JOB: Copy out everything from the row containing "You are given this image. The query is: purple petal" down to the row containing "[177,432,453,549]", requests included, and shift every bounding box coordinate up by 38. Leave the pictures out.

DATA SHOWN:
+-------+
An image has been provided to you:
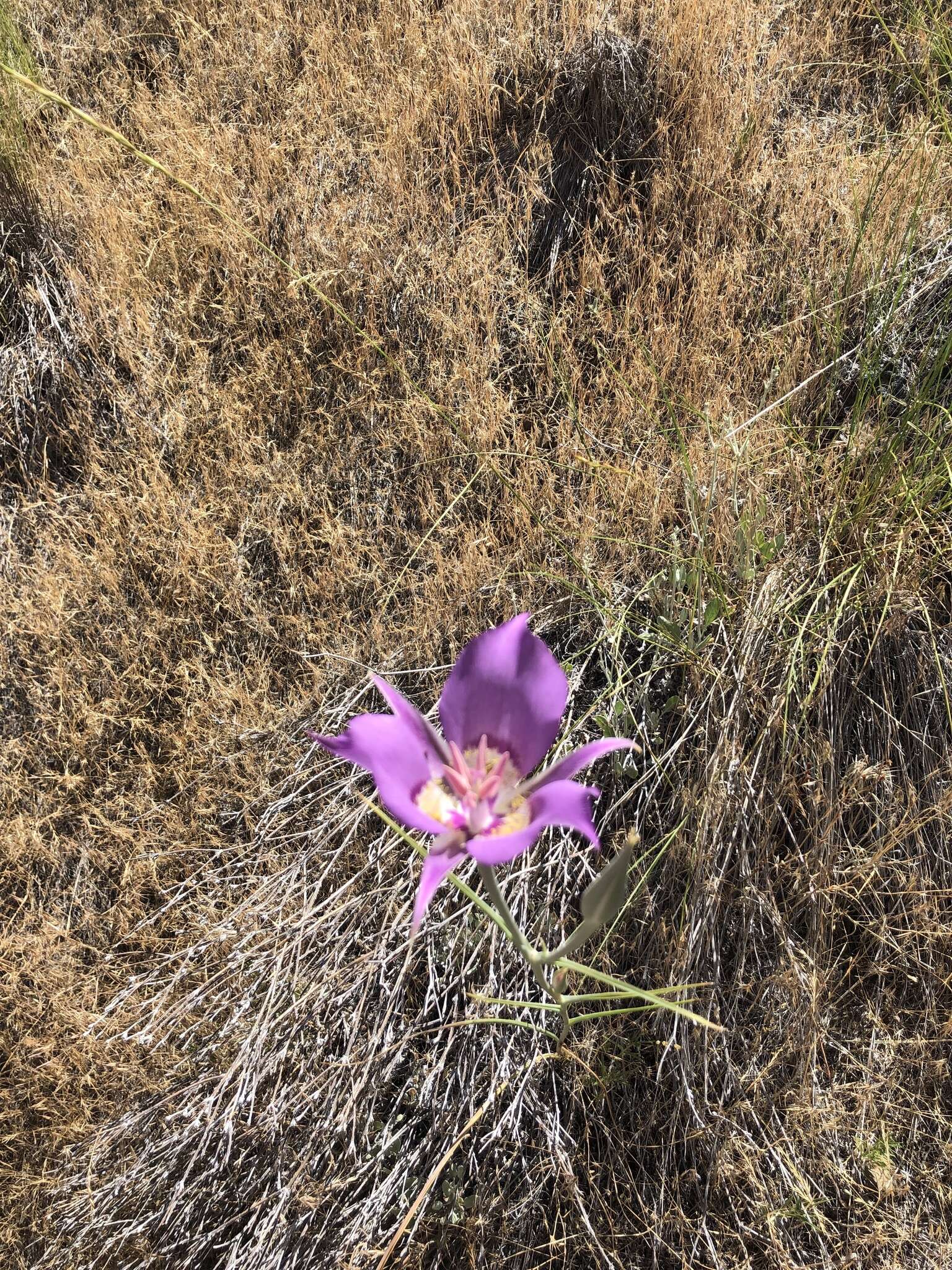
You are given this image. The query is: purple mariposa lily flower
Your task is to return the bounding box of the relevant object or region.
[309,613,635,930]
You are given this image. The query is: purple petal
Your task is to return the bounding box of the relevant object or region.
[466,781,602,865]
[371,674,451,776]
[412,833,466,931]
[309,715,446,833]
[439,613,569,776]
[521,737,641,791]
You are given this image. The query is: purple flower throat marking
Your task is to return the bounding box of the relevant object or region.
[414,733,529,840]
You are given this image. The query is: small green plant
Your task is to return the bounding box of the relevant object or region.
[0,0,37,160]
[310,613,716,1053]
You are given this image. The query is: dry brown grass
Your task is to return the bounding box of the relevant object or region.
[0,0,952,1270]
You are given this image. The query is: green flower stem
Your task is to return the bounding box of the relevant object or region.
[478,865,573,1054]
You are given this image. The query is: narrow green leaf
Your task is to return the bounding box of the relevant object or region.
[581,846,632,930]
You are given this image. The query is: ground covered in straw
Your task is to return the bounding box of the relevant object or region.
[0,0,952,1270]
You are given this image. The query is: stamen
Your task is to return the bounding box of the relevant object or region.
[449,740,470,778]
[443,763,470,797]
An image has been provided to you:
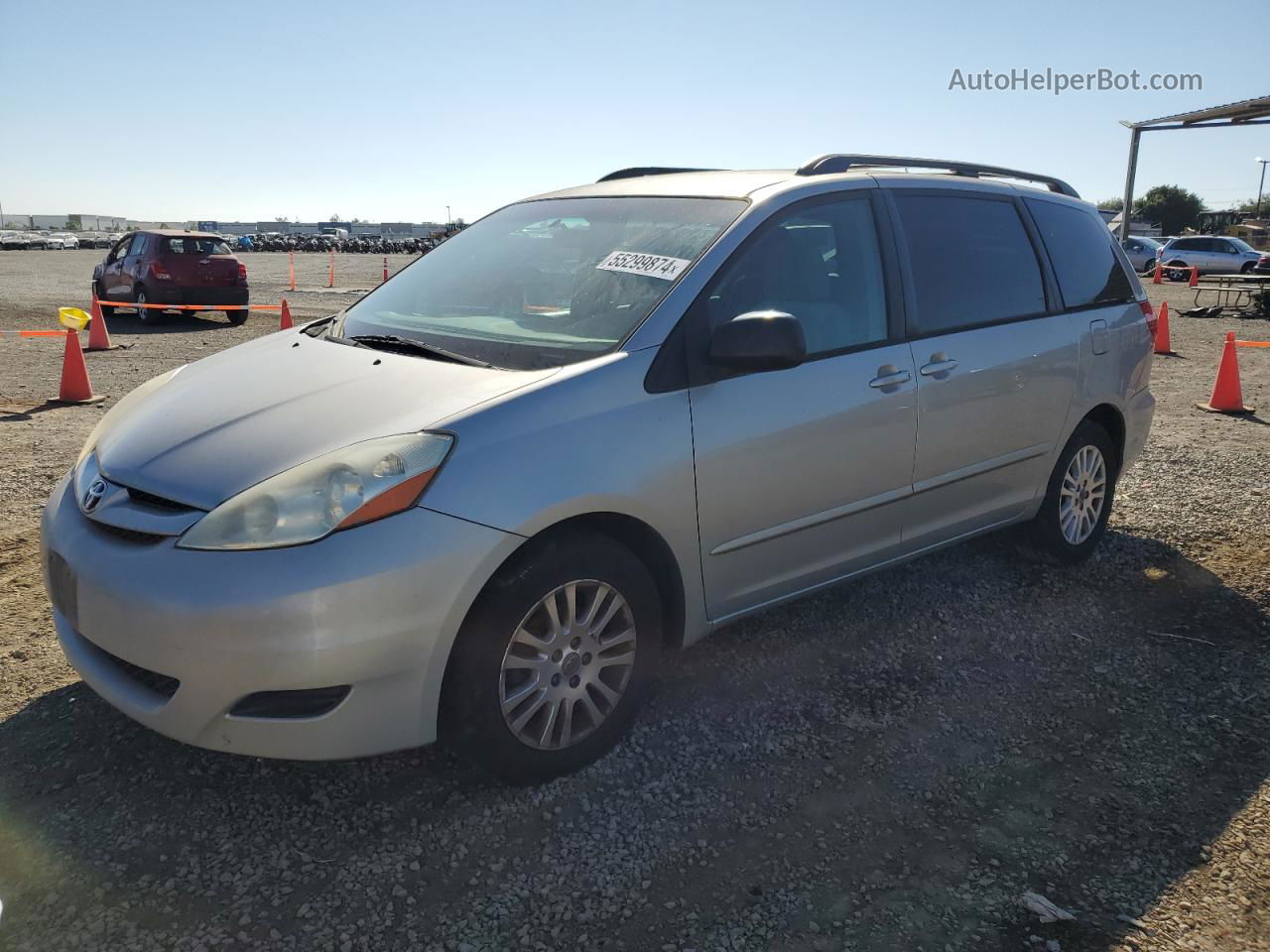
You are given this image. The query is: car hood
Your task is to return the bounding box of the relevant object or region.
[96,331,555,509]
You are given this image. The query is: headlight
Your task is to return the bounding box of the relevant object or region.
[75,364,190,467]
[177,432,453,549]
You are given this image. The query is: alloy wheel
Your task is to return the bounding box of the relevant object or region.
[1058,445,1107,545]
[499,579,636,750]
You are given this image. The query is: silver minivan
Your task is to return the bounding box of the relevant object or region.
[1157,235,1261,281]
[42,155,1155,781]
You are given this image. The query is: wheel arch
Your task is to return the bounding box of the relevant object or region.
[1072,404,1125,470]
[510,512,685,649]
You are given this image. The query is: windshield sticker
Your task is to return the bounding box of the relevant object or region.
[595,251,693,281]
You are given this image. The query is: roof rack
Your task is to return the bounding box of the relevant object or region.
[595,165,718,181]
[795,154,1080,198]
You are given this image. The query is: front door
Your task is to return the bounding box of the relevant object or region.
[689,189,916,620]
[101,235,132,300]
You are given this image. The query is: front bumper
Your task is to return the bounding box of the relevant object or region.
[41,477,522,761]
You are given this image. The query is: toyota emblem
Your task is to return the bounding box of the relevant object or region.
[80,479,105,513]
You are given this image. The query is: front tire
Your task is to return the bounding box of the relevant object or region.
[441,534,662,783]
[92,285,114,317]
[1025,420,1120,565]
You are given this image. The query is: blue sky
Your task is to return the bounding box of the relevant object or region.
[0,0,1270,221]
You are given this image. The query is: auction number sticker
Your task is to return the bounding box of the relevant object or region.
[595,251,693,281]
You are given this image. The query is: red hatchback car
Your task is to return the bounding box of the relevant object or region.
[92,231,249,323]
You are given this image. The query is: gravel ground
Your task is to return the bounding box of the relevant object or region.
[0,251,1270,952]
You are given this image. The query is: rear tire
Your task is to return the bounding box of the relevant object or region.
[1022,420,1120,565]
[441,532,662,783]
[132,287,163,327]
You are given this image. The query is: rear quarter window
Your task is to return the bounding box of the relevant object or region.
[1024,198,1134,308]
[894,193,1045,334]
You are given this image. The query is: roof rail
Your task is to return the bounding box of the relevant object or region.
[795,154,1080,198]
[595,165,718,181]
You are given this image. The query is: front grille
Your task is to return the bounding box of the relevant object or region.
[128,486,194,513]
[87,520,167,545]
[92,645,181,701]
[230,684,353,720]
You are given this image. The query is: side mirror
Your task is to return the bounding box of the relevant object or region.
[710,311,807,371]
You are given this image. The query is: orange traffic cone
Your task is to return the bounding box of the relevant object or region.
[85,291,119,350]
[1156,300,1178,357]
[1195,331,1252,414]
[50,330,105,404]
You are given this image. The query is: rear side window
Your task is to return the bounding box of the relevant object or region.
[163,235,232,255]
[895,193,1045,334]
[1024,198,1134,308]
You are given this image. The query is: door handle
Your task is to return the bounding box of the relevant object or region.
[921,354,956,377]
[869,363,913,390]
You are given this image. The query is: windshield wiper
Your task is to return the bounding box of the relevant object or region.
[340,334,494,367]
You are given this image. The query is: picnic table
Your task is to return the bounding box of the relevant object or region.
[1195,274,1270,309]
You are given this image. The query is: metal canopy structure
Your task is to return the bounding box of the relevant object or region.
[1120,96,1270,241]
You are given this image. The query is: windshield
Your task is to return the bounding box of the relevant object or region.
[339,196,745,369]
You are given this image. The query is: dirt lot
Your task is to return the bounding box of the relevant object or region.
[0,251,1270,952]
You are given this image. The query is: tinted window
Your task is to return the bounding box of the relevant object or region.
[707,198,886,355]
[163,235,232,255]
[1025,198,1134,307]
[895,193,1041,334]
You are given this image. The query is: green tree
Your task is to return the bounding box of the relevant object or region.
[1133,185,1204,235]
[1234,193,1270,216]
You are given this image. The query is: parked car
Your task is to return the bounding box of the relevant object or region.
[42,156,1155,781]
[92,231,250,323]
[1160,235,1261,281]
[1120,235,1162,274]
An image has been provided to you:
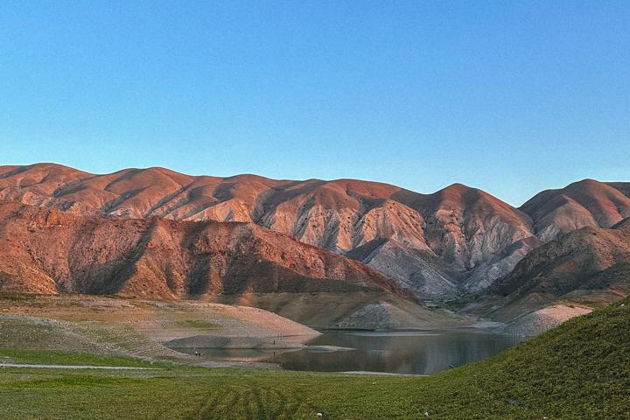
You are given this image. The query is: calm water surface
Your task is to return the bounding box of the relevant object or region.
[181,329,522,374]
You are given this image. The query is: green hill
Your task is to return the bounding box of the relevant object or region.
[0,299,630,419]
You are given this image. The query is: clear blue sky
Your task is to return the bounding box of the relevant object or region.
[0,0,630,205]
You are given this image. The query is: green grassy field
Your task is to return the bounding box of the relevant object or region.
[0,300,630,419]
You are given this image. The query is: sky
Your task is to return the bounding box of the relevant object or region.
[0,0,630,205]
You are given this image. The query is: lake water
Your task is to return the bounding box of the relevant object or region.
[177,329,522,374]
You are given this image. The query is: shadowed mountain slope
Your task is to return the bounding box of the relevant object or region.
[0,163,630,299]
[489,218,630,319]
[0,202,405,299]
[0,164,544,297]
[520,179,630,242]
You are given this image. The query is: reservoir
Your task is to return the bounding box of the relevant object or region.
[173,328,523,375]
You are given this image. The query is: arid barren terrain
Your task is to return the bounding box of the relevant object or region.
[0,164,630,328]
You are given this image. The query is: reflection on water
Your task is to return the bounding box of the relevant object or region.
[175,329,522,374]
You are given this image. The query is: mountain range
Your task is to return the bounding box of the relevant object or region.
[0,163,630,308]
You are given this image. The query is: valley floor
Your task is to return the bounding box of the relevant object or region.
[0,300,630,419]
+-------+
SOLUTION TO THIS TASK:
You are given this image. The query is: purple petal
Your task is to return the bounding box of the relevant object or region.
[504,819,640,903]
[409,712,489,814]
[450,871,504,969]
[347,753,484,871]
[477,651,607,814]
[559,775,679,829]
You are given this image. The query is: purple flower throat marking
Your task is to return the bounding box of the relevant object or region.
[452,771,567,878]
You are given this image. The query is: small green plant
Your task is to return the bounding box of the relevant object or region.
[38,38,75,198]
[348,651,754,1091]
You are given this image. The query is: dry brown grass
Your task is to return the bounding box of the relevant object or region.
[38,38,990,1308]
You are given this image. The query is: green flower stem
Your task is to return the bounding box of the relevant object or region.
[516,903,611,1092]
You are given this image. The query is: narrow green leaf
Your task is to return the bounding box of the relevant object or region.
[619,884,670,968]
You are given this image. The query is: ground covered in straw
Your task is to return the bounding box of the relevant object or region.
[38,38,990,1308]
You are given this image. The query is: stamen
Your task is to return the bounding box of the relevant object or region.
[487,778,508,816]
[481,801,508,835]
An image has been provided to you:
You are given this image. The query is: car hood
Your task is to return the bounding box of the relevant object or region.
[134,369,593,547]
You are given this image. The query is: headlight
Your task is to return the bounding box of the relevant object or region.
[113,402,228,505]
[215,470,491,587]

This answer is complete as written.